A C11 phone number parser modelled on Google's libphonenumber, rebuilt around three design rules. Named after the Turkish word for "digit".
- No runtime regex engine. Every pattern in
PhoneNumberMetadata.xmlis expanded offline into flat rule tables (nibble-packed prefixes, length windows, transform recipes). The parser is a linear scan over generated C arrays. - No heap allocation. All state lives on the caller's stack or in
the compiled
.datasection. Buffers are fixed-size, matched to the ITU-defined upper bounds (17-digit national, 8-char extension, …). - SIMD-accelerated sanitization. The ASCII hot path runs on a NEON / SSSE3 8-byte vectorised digit stripper with a 256-entry compaction LUT; non-ASCII input falls back to the decoder UTF-8 pipeline.
1276 tests green over 254 regions.

→ Direction:
What word does the name of the phone number parser in the text come from? The listing is material separate from the text about the phone number parser.

→ Stored rows:
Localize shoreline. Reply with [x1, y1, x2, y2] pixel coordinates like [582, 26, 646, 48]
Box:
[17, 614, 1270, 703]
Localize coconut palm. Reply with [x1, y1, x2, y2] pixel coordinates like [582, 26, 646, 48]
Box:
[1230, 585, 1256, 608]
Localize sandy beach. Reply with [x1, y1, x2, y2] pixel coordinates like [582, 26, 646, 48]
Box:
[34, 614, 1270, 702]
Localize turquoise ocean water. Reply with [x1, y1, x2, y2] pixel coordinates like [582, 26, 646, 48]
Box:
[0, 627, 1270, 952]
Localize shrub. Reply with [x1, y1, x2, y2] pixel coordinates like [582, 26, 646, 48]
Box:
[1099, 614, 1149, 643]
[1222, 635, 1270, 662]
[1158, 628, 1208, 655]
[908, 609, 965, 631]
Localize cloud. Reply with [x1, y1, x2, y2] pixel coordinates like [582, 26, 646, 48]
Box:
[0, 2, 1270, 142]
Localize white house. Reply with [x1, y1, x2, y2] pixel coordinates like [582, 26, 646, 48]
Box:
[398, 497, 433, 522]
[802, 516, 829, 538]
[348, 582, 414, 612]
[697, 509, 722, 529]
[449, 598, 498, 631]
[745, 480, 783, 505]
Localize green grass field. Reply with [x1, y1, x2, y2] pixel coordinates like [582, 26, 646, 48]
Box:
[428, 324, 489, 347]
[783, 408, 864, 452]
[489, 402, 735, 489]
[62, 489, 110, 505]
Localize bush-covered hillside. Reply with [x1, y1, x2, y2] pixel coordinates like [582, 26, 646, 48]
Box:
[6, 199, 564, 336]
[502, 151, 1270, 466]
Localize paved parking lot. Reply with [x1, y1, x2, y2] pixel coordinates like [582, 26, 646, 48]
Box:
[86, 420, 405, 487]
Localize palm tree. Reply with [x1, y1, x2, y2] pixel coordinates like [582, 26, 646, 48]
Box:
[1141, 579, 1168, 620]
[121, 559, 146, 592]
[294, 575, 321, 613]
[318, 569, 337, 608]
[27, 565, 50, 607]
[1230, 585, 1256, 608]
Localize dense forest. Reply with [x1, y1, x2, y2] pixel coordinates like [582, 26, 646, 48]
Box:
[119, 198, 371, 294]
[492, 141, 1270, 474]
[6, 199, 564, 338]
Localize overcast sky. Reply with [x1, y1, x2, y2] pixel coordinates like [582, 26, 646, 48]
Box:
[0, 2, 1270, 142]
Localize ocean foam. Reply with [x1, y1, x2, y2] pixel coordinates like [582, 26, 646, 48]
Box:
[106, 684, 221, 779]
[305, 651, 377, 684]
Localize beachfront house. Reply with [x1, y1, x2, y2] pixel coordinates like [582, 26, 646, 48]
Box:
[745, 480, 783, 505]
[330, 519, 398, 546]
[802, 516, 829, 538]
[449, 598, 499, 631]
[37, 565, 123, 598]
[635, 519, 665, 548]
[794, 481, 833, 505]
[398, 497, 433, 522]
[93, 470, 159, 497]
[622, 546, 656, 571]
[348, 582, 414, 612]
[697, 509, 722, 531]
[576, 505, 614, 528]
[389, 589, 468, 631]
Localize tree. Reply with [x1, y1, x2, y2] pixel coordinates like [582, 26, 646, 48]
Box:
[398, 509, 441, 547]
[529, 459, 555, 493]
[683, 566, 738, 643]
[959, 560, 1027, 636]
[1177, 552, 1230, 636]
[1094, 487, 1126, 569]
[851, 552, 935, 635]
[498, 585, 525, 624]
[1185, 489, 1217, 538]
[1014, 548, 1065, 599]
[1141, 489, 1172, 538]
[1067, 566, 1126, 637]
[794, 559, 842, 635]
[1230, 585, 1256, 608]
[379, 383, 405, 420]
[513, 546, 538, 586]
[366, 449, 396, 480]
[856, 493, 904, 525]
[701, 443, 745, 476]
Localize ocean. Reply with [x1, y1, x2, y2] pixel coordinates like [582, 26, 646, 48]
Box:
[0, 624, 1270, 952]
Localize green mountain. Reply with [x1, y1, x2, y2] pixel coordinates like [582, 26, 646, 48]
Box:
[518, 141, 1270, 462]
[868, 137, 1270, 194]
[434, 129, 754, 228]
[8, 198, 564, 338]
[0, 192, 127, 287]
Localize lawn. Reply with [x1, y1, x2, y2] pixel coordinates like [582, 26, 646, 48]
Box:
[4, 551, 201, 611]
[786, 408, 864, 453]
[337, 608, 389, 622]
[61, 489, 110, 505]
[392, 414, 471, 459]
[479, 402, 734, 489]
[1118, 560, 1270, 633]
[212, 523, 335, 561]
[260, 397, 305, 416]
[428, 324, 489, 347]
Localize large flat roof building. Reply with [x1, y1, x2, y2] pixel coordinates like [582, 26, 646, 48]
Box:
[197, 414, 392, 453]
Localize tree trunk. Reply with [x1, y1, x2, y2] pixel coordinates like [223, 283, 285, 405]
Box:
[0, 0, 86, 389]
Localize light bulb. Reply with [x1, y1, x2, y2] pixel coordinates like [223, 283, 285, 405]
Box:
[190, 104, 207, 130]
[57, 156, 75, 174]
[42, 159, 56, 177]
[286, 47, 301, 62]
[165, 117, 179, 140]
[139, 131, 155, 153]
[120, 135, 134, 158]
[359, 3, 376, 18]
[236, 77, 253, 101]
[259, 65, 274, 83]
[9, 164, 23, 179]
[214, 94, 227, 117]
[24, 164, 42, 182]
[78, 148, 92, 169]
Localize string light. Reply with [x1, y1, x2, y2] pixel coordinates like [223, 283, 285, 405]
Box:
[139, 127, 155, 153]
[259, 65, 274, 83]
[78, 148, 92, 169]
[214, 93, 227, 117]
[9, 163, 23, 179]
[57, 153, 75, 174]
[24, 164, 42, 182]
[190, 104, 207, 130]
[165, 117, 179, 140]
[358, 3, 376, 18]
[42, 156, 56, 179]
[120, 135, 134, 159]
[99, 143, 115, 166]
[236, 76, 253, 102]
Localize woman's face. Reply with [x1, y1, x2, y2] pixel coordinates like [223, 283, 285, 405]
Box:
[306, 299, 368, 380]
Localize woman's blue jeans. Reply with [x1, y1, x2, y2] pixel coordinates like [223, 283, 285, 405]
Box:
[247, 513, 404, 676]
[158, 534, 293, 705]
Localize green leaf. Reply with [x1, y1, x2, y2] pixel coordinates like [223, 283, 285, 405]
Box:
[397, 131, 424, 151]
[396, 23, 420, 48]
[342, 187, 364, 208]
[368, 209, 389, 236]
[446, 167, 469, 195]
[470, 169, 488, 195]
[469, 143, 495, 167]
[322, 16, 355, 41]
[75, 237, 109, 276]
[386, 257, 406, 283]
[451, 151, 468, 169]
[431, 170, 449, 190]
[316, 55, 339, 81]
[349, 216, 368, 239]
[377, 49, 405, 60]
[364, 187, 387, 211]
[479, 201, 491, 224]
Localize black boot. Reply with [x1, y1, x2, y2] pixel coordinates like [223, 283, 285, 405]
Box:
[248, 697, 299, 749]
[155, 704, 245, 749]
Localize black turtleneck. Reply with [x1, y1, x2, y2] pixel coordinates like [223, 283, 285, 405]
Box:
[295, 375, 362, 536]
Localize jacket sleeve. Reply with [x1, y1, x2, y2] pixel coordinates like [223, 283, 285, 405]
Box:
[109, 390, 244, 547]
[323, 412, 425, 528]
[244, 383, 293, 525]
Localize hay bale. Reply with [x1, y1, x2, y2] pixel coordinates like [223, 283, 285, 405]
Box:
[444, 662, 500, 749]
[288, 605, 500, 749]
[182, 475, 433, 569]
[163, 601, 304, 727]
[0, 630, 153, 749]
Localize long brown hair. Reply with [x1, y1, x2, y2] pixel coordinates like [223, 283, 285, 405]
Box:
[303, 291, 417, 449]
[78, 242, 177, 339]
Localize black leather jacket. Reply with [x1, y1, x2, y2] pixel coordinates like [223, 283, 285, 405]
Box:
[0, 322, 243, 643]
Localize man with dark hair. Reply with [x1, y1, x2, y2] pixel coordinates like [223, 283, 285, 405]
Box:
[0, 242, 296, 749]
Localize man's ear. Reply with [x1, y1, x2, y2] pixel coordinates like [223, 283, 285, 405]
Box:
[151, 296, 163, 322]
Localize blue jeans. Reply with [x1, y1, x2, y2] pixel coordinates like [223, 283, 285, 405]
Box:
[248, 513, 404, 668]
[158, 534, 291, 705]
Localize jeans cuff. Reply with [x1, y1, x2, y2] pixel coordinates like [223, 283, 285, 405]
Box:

→ Task result:
The parser is named after the Turkish word for "digit."